• Short exercise: In one to three sentences, explain why, according to the article on Occupy Wall Street, Kristof says he has seen this critique before.

• Reading passage:
Occupy Wall Street: Not Here To Destroy Capitalism, But To Remind Us Who Saved It

Occupy Dc
First Posted: 10/27/11 04:40 PM ET Updated: 10/27/11 04:40 PM ET





Over at The New York Times, Nicholas Kristof has enunciated an excellent defense of the Occupy Wall Street demonstrators, aimed at dispelling the notion that the Occupiers are some single-minded mass movement targeting the capitalist system for destruction. In fact, Kristof says, "while alarmists seem to think that the movement is a 'mob' trying to overthrow capitalism, one can make a case that, on the contrary, it highlights the need to restore basic capitalist principles like accountability."
Kristof says that what Occupy Wall Street represents is "a chance to save capitalism from crony capitalists" and an entrenched system of "government-backed featherbed[ding]" that amounts to "socialism for tycoons and capitalism for the rest of us." As Kristof notes, he's seen this before: Years of covering the '90s-era Asian financial crisis brought Kristof face-to-face with the same critique. It's now unspooling in the United States and having its own deleterious effects, such as the near-intractable income inequality that was, at long last, reported on fully this week (perhaps thanks to the presence of the Occupiers themselves).

• Data excerpts:
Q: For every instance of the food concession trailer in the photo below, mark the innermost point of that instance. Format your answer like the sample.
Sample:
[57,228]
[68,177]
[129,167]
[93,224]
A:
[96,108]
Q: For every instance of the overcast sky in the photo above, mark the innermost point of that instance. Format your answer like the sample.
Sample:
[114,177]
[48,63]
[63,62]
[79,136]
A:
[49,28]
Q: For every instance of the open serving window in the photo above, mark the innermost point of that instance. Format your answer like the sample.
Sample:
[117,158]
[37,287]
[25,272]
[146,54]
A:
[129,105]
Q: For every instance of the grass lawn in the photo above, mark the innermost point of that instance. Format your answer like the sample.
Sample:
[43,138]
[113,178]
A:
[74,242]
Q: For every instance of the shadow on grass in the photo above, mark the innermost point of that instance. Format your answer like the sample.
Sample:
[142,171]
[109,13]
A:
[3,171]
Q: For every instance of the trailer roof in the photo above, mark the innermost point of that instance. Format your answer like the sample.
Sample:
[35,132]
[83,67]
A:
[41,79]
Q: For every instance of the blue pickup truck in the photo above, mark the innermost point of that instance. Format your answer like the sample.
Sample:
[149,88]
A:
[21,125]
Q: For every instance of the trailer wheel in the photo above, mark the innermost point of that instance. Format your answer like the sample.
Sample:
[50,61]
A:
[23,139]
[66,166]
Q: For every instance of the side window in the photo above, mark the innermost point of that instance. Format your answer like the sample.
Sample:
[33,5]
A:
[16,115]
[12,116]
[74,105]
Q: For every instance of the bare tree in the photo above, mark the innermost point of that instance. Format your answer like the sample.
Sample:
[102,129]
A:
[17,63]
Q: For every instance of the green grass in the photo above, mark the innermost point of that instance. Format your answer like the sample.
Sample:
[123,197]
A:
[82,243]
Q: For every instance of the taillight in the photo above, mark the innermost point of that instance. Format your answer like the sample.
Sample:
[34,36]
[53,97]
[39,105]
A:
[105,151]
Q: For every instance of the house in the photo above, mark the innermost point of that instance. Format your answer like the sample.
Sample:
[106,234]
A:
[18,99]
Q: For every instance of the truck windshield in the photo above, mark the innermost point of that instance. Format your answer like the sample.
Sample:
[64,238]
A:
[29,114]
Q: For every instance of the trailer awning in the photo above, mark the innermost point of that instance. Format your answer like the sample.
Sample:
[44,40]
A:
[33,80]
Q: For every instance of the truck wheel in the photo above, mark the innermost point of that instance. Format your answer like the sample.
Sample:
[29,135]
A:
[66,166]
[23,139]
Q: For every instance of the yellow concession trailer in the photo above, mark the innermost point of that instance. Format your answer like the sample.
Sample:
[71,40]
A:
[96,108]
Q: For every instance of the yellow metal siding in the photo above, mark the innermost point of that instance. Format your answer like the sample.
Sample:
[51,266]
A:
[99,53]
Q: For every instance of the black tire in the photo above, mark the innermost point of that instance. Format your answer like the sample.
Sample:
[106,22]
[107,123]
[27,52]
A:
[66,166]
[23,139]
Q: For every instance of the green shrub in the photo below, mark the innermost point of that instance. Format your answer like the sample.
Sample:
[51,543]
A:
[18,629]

• Task solution: Years of covering the Asian financial crisis of the 1990s brought Kristof face-to-face with the same critique. He now sees it unfolding in the United States.